● 本文:
育てよう。レアな根菜3種類。

チョロギ、バラモンジン、スキレット(S. sisarum) の個性的な風味を体験できるように、この無名の地下のお宝をあなたの菜園に加えよう。

 

家庭菜園でcrosnes【以下クローン】、salsify【以下サルシファイ】、ムカゴニンジンの栽培と、これらの根菜の独特な風味を料理に取り入れるためのコツを学ぼう。

 

料理人は、サルシファイ「Luethy」の、複雑で繊細な風味をカキとオートミールで合わせる。

● 指示内容 1: リストのうち「Tag the window」を含む行から「<point>286,234</point>」を含む行までについて、「wooden house」を「wooden cabin」に変更して出力してください。それ以外の部分は元のまま残してください。

● 提示リスト:
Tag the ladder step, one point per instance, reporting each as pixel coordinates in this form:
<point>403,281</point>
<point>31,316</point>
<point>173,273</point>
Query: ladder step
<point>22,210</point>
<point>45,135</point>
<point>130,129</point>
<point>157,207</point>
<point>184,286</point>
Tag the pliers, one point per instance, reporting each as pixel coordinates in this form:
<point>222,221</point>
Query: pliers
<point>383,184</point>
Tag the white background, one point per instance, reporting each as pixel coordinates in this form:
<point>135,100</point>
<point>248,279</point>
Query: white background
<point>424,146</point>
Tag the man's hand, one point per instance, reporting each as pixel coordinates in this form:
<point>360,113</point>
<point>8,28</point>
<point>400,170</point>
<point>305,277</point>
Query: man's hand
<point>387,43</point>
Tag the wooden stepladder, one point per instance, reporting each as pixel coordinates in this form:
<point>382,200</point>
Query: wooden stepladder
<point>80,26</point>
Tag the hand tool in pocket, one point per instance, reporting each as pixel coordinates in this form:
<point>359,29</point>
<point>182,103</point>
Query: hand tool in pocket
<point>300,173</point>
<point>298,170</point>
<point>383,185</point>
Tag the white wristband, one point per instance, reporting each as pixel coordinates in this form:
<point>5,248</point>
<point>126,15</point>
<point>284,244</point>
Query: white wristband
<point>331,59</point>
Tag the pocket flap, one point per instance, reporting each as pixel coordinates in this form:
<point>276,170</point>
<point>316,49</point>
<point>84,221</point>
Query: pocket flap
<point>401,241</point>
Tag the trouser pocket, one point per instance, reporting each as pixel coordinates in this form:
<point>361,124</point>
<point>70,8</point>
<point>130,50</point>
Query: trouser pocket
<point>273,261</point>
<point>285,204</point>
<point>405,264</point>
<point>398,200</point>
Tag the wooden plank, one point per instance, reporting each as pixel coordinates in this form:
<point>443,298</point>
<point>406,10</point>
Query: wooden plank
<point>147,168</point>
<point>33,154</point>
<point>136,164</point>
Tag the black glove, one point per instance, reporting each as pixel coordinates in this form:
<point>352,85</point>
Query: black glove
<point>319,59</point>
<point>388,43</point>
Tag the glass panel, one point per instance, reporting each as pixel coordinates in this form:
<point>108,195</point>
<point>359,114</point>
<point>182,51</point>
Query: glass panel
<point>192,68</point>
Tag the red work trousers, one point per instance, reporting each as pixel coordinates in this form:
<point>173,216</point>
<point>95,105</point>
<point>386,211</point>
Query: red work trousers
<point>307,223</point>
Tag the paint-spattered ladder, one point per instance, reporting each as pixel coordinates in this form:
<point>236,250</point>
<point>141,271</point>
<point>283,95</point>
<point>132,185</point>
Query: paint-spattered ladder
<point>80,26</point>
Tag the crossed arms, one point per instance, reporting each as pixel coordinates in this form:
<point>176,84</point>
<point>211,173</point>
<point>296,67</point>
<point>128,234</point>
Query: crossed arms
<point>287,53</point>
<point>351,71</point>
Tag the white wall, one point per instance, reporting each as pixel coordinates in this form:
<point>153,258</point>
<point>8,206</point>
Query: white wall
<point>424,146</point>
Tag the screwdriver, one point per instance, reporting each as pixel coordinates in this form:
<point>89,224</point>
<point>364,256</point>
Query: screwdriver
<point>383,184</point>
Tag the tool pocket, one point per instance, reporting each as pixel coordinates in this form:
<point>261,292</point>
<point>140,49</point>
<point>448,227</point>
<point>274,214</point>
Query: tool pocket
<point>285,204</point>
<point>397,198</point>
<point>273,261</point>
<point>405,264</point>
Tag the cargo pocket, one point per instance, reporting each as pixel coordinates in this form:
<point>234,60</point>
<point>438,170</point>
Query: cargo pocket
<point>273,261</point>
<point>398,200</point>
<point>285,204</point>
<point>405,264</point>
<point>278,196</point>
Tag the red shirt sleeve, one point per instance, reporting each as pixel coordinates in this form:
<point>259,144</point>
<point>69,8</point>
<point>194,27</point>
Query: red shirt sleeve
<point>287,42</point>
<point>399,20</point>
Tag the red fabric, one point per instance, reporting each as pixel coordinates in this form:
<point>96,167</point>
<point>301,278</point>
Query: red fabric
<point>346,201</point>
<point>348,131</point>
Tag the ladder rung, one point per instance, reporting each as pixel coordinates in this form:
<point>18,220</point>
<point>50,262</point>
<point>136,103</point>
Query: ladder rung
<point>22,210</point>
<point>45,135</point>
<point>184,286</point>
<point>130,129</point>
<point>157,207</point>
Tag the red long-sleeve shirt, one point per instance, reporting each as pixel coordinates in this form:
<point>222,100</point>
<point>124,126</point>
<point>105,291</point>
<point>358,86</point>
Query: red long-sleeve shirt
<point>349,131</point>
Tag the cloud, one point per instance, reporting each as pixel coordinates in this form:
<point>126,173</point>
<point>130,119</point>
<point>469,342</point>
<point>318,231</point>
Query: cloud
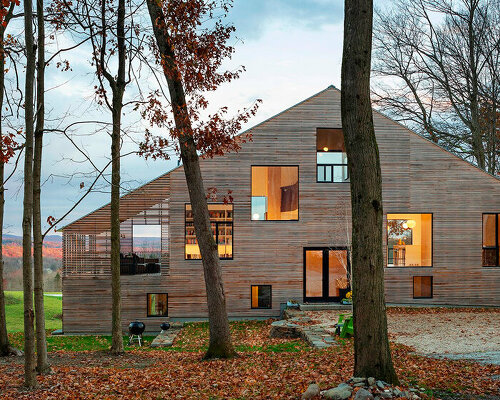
<point>252,17</point>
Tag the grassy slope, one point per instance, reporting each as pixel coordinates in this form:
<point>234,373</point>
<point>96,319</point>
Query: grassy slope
<point>14,311</point>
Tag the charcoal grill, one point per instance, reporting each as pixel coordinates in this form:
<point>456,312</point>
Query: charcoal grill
<point>135,331</point>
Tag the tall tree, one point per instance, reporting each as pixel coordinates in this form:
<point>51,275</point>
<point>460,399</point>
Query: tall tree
<point>371,345</point>
<point>41,340</point>
<point>7,144</point>
<point>29,334</point>
<point>190,57</point>
<point>442,58</point>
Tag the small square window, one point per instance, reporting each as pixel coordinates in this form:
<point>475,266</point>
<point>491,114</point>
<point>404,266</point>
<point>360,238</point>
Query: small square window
<point>157,304</point>
<point>261,296</point>
<point>422,287</point>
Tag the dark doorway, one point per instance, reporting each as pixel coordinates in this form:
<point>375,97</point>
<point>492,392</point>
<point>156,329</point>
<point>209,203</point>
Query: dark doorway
<point>326,274</point>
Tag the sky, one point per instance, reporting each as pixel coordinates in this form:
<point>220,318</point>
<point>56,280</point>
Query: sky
<point>291,49</point>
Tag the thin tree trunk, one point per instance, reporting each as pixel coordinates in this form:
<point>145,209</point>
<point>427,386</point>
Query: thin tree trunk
<point>41,340</point>
<point>4,338</point>
<point>371,345</point>
<point>118,88</point>
<point>220,345</point>
<point>29,334</point>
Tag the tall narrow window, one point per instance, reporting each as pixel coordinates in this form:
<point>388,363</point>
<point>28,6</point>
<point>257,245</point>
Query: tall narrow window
<point>275,193</point>
<point>409,240</point>
<point>331,158</point>
<point>491,239</point>
<point>261,296</point>
<point>422,287</point>
<point>157,304</point>
<point>221,220</point>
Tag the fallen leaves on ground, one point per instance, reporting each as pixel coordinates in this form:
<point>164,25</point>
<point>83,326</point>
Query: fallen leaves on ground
<point>258,372</point>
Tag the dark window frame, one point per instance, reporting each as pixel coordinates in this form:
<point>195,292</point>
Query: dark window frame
<point>147,306</point>
<point>432,286</point>
<point>387,241</point>
<point>270,297</point>
<point>497,240</point>
<point>298,194</point>
<point>216,232</point>
<point>329,165</point>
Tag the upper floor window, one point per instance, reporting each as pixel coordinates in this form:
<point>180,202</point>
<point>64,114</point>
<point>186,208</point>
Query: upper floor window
<point>221,220</point>
<point>409,240</point>
<point>491,239</point>
<point>331,158</point>
<point>275,193</point>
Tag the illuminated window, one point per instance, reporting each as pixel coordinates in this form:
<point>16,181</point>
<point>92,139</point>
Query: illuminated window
<point>261,296</point>
<point>409,240</point>
<point>422,287</point>
<point>157,304</point>
<point>275,193</point>
<point>491,239</point>
<point>221,220</point>
<point>331,158</point>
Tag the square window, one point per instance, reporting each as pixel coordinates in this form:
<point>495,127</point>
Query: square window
<point>221,220</point>
<point>157,304</point>
<point>261,296</point>
<point>409,240</point>
<point>275,193</point>
<point>422,287</point>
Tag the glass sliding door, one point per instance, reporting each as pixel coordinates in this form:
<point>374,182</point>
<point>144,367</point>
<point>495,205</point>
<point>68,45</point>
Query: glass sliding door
<point>325,274</point>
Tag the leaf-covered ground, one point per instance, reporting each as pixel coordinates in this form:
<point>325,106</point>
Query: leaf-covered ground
<point>265,369</point>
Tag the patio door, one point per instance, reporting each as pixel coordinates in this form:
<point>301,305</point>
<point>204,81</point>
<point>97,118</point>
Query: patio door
<point>325,274</point>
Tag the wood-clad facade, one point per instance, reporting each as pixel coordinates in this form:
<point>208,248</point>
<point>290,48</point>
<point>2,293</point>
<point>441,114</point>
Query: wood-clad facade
<point>418,177</point>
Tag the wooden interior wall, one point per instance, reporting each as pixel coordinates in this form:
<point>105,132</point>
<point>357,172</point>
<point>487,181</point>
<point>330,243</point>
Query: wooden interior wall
<point>418,177</point>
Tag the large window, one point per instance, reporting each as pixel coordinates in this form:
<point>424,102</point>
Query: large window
<point>275,193</point>
<point>221,220</point>
<point>409,240</point>
<point>331,158</point>
<point>491,239</point>
<point>261,296</point>
<point>157,304</point>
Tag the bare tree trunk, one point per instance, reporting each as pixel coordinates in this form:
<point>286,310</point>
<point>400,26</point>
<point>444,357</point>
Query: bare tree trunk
<point>41,340</point>
<point>4,338</point>
<point>371,345</point>
<point>29,334</point>
<point>220,345</point>
<point>118,88</point>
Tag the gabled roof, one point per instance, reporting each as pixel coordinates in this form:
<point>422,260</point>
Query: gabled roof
<point>135,194</point>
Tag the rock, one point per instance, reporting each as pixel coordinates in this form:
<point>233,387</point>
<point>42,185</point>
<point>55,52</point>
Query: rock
<point>311,392</point>
<point>338,393</point>
<point>284,329</point>
<point>363,394</point>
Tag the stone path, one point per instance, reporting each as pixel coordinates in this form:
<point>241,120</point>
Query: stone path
<point>166,338</point>
<point>298,325</point>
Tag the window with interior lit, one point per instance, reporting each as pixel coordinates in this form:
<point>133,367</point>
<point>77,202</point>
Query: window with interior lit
<point>221,220</point>
<point>491,240</point>
<point>409,240</point>
<point>157,304</point>
<point>261,296</point>
<point>275,193</point>
<point>331,158</point>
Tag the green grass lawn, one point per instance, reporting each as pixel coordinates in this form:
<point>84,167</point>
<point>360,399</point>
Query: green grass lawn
<point>14,312</point>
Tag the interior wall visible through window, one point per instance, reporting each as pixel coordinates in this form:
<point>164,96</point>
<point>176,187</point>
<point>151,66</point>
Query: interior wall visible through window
<point>275,193</point>
<point>409,240</point>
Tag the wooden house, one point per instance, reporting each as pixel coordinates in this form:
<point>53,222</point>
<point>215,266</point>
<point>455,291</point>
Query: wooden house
<point>286,234</point>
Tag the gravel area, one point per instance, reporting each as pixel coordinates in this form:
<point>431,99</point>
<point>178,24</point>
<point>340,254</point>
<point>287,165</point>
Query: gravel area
<point>436,331</point>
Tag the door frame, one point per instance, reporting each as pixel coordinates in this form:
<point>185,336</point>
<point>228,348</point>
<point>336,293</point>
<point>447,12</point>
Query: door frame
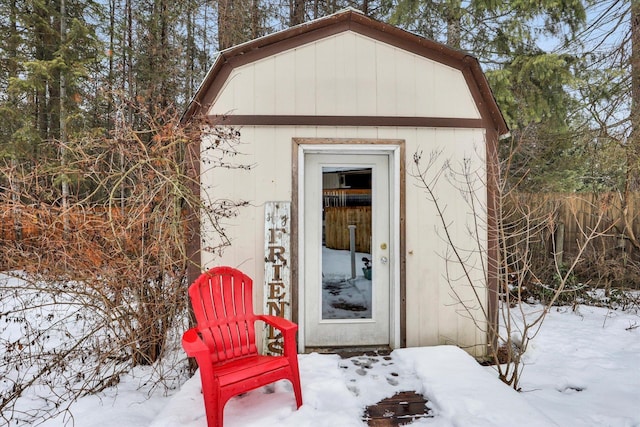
<point>394,148</point>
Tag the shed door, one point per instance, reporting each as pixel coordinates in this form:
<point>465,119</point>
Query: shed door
<point>346,247</point>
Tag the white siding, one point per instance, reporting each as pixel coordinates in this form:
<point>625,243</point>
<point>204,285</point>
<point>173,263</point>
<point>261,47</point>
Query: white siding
<point>346,74</point>
<point>433,314</point>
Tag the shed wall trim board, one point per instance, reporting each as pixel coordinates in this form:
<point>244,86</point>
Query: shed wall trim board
<point>298,120</point>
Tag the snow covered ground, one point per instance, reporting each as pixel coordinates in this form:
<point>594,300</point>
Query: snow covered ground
<point>344,297</point>
<point>583,369</point>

● 指示内容 2: 珍しい根菜の栽培を扱う本文について、最後の文の後に続く文章を書いてください。

● 回答文 1:
Tag the window with interior lit, one point per instance, reporting each as pixel coordinates in this form:
<point>133,367</point>
<point>77,202</point>
Query: window with interior lit
<point>221,220</point>
<point>491,240</point>
<point>409,240</point>
<point>157,304</point>
<point>261,296</point>
<point>275,193</point>
<point>331,158</point>
Tag the green grass lawn, one point per instance, reporting each as pixel coordinates in this form:
<point>84,167</point>
<point>360,399</point>
Query: green grass lawn
<point>14,312</point>
Tag the interior wall visible through window, one point per instance, reporting each as pixel coordinates in this form:
<point>164,96</point>
<point>176,187</point>
<point>151,66</point>
Query: interior wall visible through window
<point>275,193</point>
<point>409,240</point>
Tag the wooden cabin, one point per instance, reporting each as pixel coordinates in this form:
<point>53,222</point>
<point>215,266</point>
<point>455,291</point>
Query: wooden cabin
<point>286,234</point>

● 回答文 2:
 本格的な菜園家、小規模出荷農家、そして地域支援型農業(CSA)【注:地場の生産物を生産者から消費者へ直接販売するシステム】の計画マネージャーは、常にユニークな(特に冬期に集めることができる)作物を捜している。多くの料理店主もまた、肌寒い時期のメニューに加えるため、地元の珍しい食材を買うことで季節野菜を維持している。面白い選択をするためにあまり遠く見る必要はない。なぜなら、古風な作物は様々で、夏野菜が終わったところに登場するのに適しているから。私は35年以上の間クローン、サルシファイとムカゴニンジンを栽培していて、よく知っている。それらは私のウインターガーデンの「三姉妹」で、珍しくて楽しい料理を、私の食卓に十分供給してきた。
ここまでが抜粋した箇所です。